**WHAT TO WORK ON**
• 1. In the forum post on the Hammer memory controller below, rewrite the paragraph beginning "All of the above is true for single-processor systems" as a bulleted list, keeping its main facts.
• 2. Translate this sentence from the forum post on the Hammer memory controller into Spanish: "Putting the memory controller right on the CPU die helps to lower that latency."
• 3. Answer these questions using the forum post on the Hammer memory controller below.
(a) Whose interview did the writer reread?
(b) According to the post, what is I/O more concerned with than latency?
(c) In the Hammer design, what does memory bandwidth scale with?

Joe, I reread the interview of Richard Brown from VIA, the one posted by WBMW. I think Brown has it backwards, probably as a result of pumping up VIA's own products.
The CPU is always sensitive to latency, much more so than any other component in the system. Putting the memory controller right on the CPU die helps to lower that latency. I believe this is where AMD will experience the majority of their estimated performance gains with Hammer.
Meanwhile, moving the memory controller away from AGP and other I/O doesn't affect performance all that much, because I/O is more concerned with bandwidth, not latency. The exception would be nForce-like integrated graphics, but integrated graphics are never meant to have cutting-edge performance, not even nForce.
All of the above is true for single-processor systems. However, when you move to multiprocessor systems, it's a slightly different ballgame. The good news about the Hammer design is that memory bandwidth scales with the number of CPUs. The bad news is that the Hammer approach is much tougher to implement than a shared bus architecture like Pentium 4, Itanium, or McKinley. Not only that, but without ccNUMA support on your OS, average latency will suffer because only a fraction of your memory accesses can be satisfied by the on-die memory controller. ccNUMA support is usually a feature exclusive to high-end server OSs.
Tenchusatsu |

**MATERIAL**

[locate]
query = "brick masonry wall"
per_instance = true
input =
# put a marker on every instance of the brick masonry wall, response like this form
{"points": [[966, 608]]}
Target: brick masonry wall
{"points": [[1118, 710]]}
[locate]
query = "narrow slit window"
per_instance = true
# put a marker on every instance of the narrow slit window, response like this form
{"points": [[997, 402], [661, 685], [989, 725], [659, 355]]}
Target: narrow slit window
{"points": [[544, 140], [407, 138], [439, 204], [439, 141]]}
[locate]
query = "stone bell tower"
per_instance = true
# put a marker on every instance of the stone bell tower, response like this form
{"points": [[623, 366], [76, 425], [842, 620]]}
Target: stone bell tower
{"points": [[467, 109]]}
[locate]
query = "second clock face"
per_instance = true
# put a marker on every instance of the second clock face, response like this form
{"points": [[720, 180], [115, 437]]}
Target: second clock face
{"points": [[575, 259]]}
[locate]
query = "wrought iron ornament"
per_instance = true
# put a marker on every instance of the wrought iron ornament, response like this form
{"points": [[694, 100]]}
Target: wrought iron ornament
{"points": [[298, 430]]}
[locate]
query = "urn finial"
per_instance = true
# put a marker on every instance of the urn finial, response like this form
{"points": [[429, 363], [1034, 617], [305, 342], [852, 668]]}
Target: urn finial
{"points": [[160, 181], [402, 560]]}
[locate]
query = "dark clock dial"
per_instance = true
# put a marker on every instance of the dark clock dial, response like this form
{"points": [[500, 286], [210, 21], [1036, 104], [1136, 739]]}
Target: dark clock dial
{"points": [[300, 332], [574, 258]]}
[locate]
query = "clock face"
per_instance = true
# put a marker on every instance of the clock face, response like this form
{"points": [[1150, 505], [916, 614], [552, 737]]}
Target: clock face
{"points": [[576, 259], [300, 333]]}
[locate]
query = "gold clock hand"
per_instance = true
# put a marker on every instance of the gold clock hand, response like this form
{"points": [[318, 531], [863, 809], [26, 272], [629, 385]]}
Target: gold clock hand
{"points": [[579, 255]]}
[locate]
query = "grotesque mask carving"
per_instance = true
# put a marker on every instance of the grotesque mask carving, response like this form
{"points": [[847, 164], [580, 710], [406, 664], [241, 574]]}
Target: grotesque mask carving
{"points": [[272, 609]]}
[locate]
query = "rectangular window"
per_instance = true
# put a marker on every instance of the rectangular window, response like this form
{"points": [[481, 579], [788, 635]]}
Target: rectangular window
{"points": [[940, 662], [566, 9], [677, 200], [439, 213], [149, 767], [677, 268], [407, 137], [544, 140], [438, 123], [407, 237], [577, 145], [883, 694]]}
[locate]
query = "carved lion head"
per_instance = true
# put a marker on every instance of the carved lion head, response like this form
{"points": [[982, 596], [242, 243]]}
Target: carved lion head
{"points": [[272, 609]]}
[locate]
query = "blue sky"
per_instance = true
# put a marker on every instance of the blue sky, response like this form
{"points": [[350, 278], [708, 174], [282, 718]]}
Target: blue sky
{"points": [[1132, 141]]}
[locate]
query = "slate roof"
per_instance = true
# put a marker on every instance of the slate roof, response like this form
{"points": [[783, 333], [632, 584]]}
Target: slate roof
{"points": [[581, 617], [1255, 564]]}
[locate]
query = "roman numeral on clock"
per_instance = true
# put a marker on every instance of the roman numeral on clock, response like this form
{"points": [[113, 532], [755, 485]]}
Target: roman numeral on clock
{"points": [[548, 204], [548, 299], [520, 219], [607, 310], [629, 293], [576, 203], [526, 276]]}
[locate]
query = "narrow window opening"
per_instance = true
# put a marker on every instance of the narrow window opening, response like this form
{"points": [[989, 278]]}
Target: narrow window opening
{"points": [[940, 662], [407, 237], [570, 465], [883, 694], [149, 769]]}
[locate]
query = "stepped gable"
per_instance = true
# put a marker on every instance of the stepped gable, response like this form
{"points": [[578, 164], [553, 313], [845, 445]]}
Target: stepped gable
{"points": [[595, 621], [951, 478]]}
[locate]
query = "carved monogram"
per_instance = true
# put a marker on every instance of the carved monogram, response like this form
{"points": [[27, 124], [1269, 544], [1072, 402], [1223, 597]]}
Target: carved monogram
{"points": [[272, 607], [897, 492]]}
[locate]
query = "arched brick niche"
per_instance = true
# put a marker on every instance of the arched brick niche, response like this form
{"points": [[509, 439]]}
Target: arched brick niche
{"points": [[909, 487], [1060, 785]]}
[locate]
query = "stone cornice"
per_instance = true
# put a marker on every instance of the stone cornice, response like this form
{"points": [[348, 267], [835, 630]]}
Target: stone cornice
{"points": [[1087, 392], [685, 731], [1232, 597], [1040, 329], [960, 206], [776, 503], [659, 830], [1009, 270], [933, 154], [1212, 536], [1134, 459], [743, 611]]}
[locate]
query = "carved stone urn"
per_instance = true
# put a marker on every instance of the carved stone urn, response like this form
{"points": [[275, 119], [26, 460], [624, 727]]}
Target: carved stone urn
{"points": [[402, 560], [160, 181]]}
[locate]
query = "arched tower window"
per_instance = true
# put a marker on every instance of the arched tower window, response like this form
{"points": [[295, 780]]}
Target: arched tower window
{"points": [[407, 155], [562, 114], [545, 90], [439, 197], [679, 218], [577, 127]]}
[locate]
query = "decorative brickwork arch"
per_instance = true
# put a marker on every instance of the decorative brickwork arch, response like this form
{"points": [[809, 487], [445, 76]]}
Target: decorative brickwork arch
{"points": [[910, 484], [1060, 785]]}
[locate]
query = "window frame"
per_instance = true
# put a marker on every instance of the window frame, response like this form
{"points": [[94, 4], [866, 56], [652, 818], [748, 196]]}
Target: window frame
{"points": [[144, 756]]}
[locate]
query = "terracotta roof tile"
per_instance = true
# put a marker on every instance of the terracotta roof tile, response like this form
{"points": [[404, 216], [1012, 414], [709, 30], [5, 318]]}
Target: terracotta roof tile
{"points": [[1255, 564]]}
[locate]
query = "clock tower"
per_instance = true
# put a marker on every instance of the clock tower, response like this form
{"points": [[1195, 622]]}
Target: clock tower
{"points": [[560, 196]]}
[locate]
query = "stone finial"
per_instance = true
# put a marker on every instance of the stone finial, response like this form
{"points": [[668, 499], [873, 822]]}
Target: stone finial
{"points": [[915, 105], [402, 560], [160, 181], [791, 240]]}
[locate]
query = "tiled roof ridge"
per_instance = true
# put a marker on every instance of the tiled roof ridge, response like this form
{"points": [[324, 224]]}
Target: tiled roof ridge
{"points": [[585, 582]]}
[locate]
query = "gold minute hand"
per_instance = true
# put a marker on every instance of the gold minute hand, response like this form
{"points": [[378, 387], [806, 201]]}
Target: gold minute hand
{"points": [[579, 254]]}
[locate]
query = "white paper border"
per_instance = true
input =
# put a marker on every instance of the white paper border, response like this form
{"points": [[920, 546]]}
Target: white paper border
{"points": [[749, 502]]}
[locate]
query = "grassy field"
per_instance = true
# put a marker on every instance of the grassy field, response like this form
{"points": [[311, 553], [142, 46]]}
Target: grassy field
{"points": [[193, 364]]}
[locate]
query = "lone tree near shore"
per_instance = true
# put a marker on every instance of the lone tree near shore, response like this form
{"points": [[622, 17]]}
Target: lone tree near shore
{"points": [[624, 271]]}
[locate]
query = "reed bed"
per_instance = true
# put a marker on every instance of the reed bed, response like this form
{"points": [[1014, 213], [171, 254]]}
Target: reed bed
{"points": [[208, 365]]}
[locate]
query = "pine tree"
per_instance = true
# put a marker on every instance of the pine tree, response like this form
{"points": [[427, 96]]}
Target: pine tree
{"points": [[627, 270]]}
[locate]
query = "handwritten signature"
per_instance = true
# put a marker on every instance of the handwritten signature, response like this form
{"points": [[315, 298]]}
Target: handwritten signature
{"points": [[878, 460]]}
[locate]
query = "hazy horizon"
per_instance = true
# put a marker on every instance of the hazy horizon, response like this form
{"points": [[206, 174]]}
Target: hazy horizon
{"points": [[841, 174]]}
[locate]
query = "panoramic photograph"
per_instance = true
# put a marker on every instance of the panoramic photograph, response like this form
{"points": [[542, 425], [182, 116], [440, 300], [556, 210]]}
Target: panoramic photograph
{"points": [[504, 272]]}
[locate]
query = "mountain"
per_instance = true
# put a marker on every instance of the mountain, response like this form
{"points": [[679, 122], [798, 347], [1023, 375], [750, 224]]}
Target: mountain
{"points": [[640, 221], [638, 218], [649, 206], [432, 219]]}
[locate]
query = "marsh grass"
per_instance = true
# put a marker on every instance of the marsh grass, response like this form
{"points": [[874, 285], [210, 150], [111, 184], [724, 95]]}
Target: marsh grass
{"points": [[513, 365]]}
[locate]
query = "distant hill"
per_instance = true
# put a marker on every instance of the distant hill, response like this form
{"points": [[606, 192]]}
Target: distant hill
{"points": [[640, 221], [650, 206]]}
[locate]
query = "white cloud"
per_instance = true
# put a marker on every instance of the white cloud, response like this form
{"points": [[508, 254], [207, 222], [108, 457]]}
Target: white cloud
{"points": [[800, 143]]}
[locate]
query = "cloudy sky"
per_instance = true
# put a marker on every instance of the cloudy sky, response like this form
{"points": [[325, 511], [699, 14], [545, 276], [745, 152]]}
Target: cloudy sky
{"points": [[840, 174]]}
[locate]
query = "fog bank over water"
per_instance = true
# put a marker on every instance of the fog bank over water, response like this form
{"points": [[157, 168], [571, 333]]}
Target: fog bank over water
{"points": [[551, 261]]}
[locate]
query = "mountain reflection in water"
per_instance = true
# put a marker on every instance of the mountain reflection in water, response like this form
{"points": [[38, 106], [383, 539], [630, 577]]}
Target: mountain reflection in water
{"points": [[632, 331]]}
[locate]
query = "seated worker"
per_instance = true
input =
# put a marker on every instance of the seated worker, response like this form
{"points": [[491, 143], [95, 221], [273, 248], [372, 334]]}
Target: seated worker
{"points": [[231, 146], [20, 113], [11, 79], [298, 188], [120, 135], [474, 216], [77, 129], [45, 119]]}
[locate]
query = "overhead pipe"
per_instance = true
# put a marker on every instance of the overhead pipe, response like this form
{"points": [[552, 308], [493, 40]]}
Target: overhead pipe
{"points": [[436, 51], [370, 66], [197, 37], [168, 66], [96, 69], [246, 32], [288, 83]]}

**ANSWERS BY TASK**
• 1.
- The points above hold for single-processor systems, but multiprocessor systems are slightly different.
- In the Hammer design, memory bandwidth scales with the number of CPUs.
- The Hammer approach is much harder to implement than a shared bus architecture like Pentium 4, Itanium, or McKinley.
- Without ccNUMA support in the OS, average latency suffers, because the on-die memory controller can satisfy only a fraction of memory accesses.
- ccNUMA support is usually found only in high-end server OSs.

• 2. Colocar el controlador de memoria directamente en el die de la CPU ayuda a reducir esa latencia.

• 3.
(a) Richard Brown from VIA.
(b) Bandwidth.
(c) The number of CPUs.